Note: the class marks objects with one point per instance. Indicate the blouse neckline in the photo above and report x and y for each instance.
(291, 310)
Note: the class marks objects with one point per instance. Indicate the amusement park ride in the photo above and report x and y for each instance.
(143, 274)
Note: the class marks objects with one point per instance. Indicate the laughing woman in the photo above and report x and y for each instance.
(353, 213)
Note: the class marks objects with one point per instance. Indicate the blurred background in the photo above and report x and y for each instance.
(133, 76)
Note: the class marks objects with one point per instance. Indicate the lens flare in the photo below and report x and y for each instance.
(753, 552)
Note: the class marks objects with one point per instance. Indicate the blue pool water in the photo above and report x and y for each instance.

DO THIS:
Shift every x and y coordinate in the answers up by 27, then write out all the rows above again with their requests unchanged.

PROBLEM SOLUTION:
Note: the class marks objects with one point per instance. Indicate the blouse neckline in the photo above and report x and y for each instance.
(318, 337)
Note: the class marks objects with one point per instance. Indicate the amusement park ride in the photo above and report x and y for each instance.
(170, 301)
Note: the class marks objects with one point per instance. Indicate the laughing woman in the photo above and report x and y for each instance.
(380, 240)
Note: the class marks objects with one point per instance. Indicate the blurred background in the photo above and report x and y for each instance.
(160, 103)
Note: the class marks objects with one point per instance. Indicate the lens flare in the photo below and report x and y for each instance.
(780, 579)
Note: the class marks objects with one point per instance. Indicate the blue pool water in the photo above and report x and y for each instance.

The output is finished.